## [WHAT IS REQUIRED]
Present every line of the material below as a numbered list, leaving out the blank lines.
___ INPUT FOR THIS TASK
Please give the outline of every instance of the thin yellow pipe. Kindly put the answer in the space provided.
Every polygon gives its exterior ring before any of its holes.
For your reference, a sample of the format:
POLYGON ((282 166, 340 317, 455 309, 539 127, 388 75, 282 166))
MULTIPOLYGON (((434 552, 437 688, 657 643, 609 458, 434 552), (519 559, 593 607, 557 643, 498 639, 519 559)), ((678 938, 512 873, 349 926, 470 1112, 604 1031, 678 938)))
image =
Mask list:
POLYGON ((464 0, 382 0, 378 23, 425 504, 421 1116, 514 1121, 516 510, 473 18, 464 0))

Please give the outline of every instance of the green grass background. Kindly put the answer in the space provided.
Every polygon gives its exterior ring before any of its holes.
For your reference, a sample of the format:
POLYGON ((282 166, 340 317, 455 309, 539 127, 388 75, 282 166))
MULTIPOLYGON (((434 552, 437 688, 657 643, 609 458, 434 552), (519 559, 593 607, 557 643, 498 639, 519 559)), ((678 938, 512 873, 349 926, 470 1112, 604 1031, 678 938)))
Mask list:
______
## [WRITTEN SOLUTION]
1. Please give the outline of every instance of the thin yellow pipe. Kindly put the answer in the space provided.
2. Every polygon gives its exterior ring before any of its holes.
3. For your reference, a sample of the format:
4. POLYGON ((282 166, 340 317, 455 309, 539 127, 388 75, 282 166))
5. MULTIPOLYGON (((434 552, 437 688, 657 643, 609 458, 434 552), (519 559, 593 607, 557 643, 498 639, 519 559)), ((678 938, 512 873, 349 926, 470 1112, 604 1031, 678 938)))
6. image =
7. Mask list:
8. POLYGON ((464 0, 382 0, 378 23, 425 504, 421 1116, 514 1121, 516 510, 473 18, 464 0))
9. Please give the outline of every instance of the green grass background. Kindly put the answer in the space provided.
10. Every polygon gives its exterior ring before any of its holes.
11. For your reference, a sample of the format:
12. POLYGON ((282 166, 340 317, 455 309, 539 127, 388 75, 282 166))
13. MULTIPOLYGON (((434 552, 437 688, 657 643, 609 458, 434 552), (519 559, 593 607, 557 643, 498 639, 519 559)), ((678 938, 512 873, 349 926, 470 1112, 604 1031, 678 938)))
14. Mask list:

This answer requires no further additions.